REQUIRED ACTION: The entries below hold a line with "If you would be willing to mark the soft" and a line with "If you would be willing to mark the flower". Return those lines and all that lie between them, exactly and only.

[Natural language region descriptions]
########

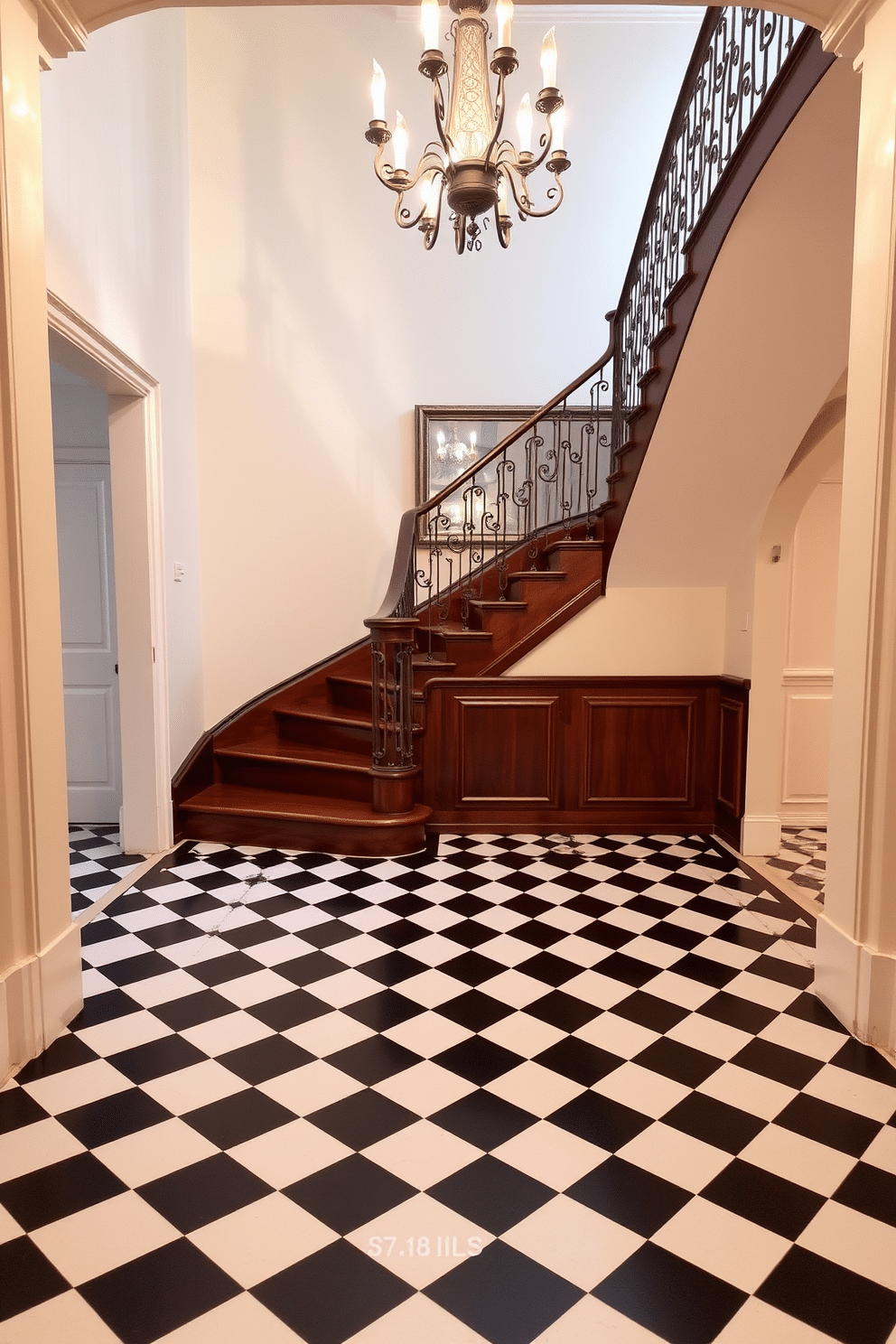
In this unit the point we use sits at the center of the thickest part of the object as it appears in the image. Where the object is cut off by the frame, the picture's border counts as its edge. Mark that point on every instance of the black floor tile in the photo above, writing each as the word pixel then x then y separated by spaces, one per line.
pixel 563 1011
pixel 762 1198
pixel 669 1296
pixel 705 971
pixel 156 1058
pixel 266 1058
pixel 484 1120
pixel 113 1117
pixel 864 1060
pixel 471 968
pixel 738 1013
pixel 620 966
pixel 350 1194
pixel 479 1060
pixel 827 1124
pixel 681 1063
pixel 18 1109
pixel 393 968
pixel 288 1011
pixel 27 1277
pixel 374 1059
pixel 830 1299
pixel 649 1011
pixel 68 1051
pixel 363 1118
pixel 474 1010
pixel 203 1192
pixel 504 1296
pixel 157 1293
pixel 143 966
pixel 192 1010
pixel 490 1194
pixel 630 1195
pixel 382 1011
pixel 601 1120
pixel 871 1191
pixel 105 1007
pixel 218 971
pixel 60 1190
pixel 777 1062
pixel 333 1294
pixel 579 1060
pixel 551 969
pixel 714 1123
pixel 234 1120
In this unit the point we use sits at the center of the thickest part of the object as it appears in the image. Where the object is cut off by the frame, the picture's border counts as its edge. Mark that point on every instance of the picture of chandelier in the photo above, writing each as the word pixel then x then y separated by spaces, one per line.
pixel 471 165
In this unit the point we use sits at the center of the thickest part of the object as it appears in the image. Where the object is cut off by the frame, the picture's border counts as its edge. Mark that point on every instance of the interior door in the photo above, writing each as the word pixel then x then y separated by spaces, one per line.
pixel 89 645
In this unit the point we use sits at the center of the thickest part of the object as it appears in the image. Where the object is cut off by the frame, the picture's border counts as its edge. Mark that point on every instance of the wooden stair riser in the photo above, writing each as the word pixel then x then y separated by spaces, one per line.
pixel 322 733
pixel 322 779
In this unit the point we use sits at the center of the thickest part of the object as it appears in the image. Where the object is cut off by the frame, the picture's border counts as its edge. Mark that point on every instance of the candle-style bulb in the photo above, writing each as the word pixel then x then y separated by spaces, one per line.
pixel 399 143
pixel 430 24
pixel 378 91
pixel 504 11
pixel 557 128
pixel 550 61
pixel 524 124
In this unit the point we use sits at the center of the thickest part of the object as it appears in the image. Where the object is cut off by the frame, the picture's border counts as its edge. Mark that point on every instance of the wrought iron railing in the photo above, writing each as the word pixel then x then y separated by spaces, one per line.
pixel 548 477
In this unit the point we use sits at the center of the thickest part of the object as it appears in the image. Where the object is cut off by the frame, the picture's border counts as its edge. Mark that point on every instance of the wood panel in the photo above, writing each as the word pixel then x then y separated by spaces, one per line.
pixel 523 771
pixel 595 754
pixel 639 751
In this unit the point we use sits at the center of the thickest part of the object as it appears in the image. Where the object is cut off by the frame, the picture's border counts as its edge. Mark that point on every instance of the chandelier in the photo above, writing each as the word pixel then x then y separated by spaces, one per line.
pixel 471 165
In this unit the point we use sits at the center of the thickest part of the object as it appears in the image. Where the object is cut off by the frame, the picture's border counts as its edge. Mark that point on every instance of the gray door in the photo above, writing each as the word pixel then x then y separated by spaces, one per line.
pixel 89 647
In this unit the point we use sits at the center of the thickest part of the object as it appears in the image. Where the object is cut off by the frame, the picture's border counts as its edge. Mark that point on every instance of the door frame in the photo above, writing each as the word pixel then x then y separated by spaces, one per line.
pixel 138 547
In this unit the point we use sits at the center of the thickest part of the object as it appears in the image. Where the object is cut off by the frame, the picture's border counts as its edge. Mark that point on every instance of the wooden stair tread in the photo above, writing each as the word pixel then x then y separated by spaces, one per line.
pixel 230 798
pixel 293 753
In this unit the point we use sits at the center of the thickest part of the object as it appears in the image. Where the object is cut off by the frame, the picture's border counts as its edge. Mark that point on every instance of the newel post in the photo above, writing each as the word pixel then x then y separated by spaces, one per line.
pixel 393 768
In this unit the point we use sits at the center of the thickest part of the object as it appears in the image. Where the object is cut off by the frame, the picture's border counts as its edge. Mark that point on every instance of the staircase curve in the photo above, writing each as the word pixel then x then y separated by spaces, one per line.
pixel 518 542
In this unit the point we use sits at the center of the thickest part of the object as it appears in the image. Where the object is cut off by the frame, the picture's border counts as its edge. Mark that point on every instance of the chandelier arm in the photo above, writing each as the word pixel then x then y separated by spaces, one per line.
pixel 427 163
pixel 526 209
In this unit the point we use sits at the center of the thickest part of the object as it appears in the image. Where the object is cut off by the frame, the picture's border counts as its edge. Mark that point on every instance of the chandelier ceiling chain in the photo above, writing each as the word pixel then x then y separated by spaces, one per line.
pixel 471 167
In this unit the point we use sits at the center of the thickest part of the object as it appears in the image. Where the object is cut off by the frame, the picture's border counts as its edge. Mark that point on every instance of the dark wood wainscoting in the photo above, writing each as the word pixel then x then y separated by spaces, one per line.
pixel 586 753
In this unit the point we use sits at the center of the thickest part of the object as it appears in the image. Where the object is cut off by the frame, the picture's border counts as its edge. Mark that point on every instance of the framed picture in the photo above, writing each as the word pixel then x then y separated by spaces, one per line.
pixel 450 438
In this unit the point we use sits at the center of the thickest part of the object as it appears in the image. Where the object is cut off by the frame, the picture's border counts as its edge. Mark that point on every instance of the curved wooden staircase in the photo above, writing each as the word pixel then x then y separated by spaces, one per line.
pixel 305 765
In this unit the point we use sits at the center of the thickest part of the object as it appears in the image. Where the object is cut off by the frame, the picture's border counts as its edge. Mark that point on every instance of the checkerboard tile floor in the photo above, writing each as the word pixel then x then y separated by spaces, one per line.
pixel 96 863
pixel 509 1089
pixel 802 859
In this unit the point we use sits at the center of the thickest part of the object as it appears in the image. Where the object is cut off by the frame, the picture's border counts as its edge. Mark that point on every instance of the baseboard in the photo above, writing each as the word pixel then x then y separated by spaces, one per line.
pixel 761 836
pixel 38 997
pixel 859 985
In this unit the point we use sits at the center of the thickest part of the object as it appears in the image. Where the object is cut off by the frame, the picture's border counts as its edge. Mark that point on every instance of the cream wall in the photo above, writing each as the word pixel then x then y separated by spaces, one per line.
pixel 637 632
pixel 317 324
pixel 117 201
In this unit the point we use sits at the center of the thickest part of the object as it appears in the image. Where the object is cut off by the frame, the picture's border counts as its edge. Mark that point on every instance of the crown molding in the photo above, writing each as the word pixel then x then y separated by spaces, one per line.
pixel 60 28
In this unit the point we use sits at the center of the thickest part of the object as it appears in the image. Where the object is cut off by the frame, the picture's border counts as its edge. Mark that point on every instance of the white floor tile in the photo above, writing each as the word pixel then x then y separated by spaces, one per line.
pixel 261 1239
pixel 675 1156
pixel 311 1087
pixel 798 1159
pixel 724 1245
pixel 551 1154
pixel 421 1239
pixel 573 1241
pixel 288 1153
pixel 852 1239
pixel 104 1237
pixel 535 1089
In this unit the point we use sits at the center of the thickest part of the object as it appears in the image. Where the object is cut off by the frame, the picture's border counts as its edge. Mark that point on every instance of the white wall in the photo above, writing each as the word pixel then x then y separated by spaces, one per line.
pixel 116 189
pixel 637 632
pixel 319 324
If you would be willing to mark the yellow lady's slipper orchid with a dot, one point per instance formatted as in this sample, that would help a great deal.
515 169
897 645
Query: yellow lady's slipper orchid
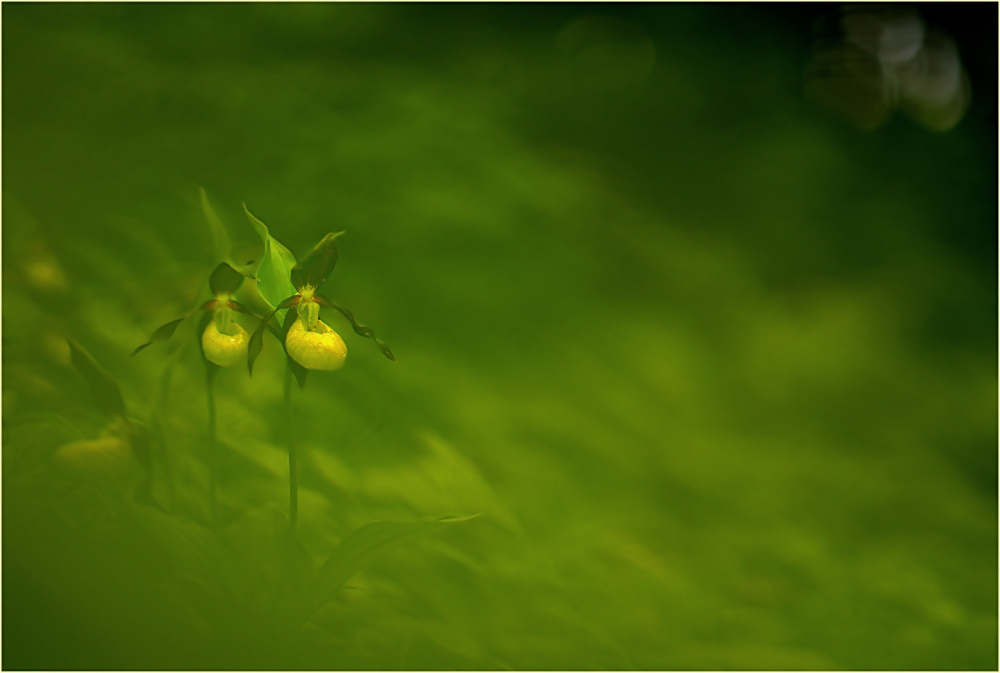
105 455
222 348
318 348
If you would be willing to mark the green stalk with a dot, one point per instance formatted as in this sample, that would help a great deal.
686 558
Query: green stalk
212 449
293 471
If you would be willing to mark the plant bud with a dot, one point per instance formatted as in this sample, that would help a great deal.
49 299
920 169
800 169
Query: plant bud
222 349
106 455
319 348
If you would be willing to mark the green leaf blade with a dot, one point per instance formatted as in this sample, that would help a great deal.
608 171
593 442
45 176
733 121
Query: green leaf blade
317 265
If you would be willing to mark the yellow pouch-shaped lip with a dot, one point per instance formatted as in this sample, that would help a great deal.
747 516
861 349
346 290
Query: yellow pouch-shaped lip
225 350
321 348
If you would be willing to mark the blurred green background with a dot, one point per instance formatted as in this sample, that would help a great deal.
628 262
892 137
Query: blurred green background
719 367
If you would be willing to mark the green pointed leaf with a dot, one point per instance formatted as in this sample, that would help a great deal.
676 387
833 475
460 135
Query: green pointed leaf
256 343
107 394
360 329
162 333
221 243
316 266
298 370
275 269
357 550
225 280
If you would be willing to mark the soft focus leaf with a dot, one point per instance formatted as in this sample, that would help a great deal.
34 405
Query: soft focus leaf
162 333
360 329
221 243
225 280
316 266
274 272
358 549
107 394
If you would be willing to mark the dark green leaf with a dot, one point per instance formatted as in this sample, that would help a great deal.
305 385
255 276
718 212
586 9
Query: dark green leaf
225 280
354 552
274 271
256 343
316 266
107 394
367 332
162 333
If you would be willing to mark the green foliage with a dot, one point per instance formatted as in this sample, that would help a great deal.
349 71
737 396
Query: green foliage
357 550
317 264
721 370
162 333
225 280
221 242
274 272
106 393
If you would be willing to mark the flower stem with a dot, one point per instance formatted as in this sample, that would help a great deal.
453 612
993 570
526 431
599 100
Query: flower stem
293 472
212 451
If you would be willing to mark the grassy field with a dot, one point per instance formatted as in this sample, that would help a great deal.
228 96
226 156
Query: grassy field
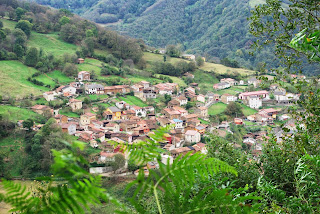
68 113
8 24
217 108
16 113
232 90
205 80
13 75
51 43
204 121
132 100
177 80
248 111
217 68
48 79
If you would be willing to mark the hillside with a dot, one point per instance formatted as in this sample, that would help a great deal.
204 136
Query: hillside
216 29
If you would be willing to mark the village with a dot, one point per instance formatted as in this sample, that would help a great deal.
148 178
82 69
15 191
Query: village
124 123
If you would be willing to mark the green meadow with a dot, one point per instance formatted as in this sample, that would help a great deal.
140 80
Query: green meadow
14 81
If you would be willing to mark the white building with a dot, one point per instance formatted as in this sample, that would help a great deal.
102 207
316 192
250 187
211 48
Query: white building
69 89
178 123
94 89
192 136
50 95
255 102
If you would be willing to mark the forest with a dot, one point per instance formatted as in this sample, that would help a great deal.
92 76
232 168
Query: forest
285 178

########

RESULT:
If you would be willing to mark the soft focus leaf with a dot, one point per instance formatted as in this sample, that would help a great deal.
34 405
Query: soft focus leaf
162 333
360 329
221 243
225 280
316 266
274 272
358 549
107 394
If you would be willing to mark the dark green leaf with a dot, one point per instance formatted as in this sample, that would help a great deal.
305 385
255 276
718 212
586 9
Query: dark green leaf
225 280
354 552
274 271
256 343
316 266
107 394
367 332
162 333
If you would be willing to mark the green foliage with a dot, one point per instance formatted as in this sample, that would help a great deal.
349 71
737 396
Query: green foliage
357 550
317 264
721 370
162 333
225 280
221 242
274 272
106 393
If you would be willing to mark the flower stem with a dot, one point per instance formatted as in this sample, that would help a great deal.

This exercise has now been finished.